◆ **Position annotation records**
▼

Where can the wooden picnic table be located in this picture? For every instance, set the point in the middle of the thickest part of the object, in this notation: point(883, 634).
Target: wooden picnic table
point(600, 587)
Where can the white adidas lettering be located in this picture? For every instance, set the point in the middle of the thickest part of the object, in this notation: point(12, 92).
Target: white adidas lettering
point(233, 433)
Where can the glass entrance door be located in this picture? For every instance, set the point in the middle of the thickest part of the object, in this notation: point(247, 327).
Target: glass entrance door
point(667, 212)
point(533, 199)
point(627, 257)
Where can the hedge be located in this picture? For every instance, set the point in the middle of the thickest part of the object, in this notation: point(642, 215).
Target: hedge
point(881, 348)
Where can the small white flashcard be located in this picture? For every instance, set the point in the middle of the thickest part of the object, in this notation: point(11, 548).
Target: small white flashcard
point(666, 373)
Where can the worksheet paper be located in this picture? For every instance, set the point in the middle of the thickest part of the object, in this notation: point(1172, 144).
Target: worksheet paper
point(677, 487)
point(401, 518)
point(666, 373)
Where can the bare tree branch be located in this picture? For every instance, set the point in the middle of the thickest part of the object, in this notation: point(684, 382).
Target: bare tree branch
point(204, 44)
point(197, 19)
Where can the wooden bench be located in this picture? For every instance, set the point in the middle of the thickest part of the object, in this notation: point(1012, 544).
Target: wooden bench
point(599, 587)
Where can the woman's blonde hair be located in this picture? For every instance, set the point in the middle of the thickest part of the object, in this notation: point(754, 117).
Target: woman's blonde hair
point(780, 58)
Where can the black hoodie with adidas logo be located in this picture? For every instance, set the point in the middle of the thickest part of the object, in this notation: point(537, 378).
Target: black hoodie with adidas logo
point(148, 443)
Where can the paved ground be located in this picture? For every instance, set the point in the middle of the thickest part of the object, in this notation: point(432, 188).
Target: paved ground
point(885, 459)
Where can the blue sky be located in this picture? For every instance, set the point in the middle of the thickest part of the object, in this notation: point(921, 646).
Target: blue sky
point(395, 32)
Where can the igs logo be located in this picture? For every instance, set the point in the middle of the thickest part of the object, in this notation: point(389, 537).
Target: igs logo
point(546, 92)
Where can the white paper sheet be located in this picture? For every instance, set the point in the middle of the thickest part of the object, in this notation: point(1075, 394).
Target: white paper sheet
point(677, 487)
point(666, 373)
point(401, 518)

▲

◆ **STATED TASK**
Copy the material word for word, starting at the line containing "Where can the worksheet" and ending with the line containing "point(885, 459)", both included.

◆ **RESULT BELOW**
Where can the worksheet paper be located in this picture? For every instance, set the point in the middle of the thickest part of the object, in this notation: point(1172, 144).
Target: worksheet paper
point(677, 487)
point(401, 518)
point(666, 373)
Where can the bare tree branch be located in this picture? For every instance, set the point in the middle of the thickest part of the object, in this notation: point(684, 382).
Target: bare tree branch
point(204, 44)
point(197, 19)
Where can the wooden bench be located in this picture? For every instance, set the point in the middle of the thickest part of the object, in this notation: point(1012, 544).
Target: wooden bench
point(599, 587)
Where can the woman's blonde hair be located in this picture? For every instance, set the point in the middle of the thickest part of the object, in this notation: point(754, 117).
Target: woman's blonde hair
point(780, 58)
Where can the black hoodie with adidas logo be located in this picture? For every instance, set the point in the middle of the thickest part of the object, in this notation: point(537, 378).
Target: black hoodie with adidas logo
point(148, 443)
Where can the paved ground be located in this picture? For every instance, set the point in the middle of the thickest part of the object, in this notation: point(432, 188).
Target: paved ground
point(885, 459)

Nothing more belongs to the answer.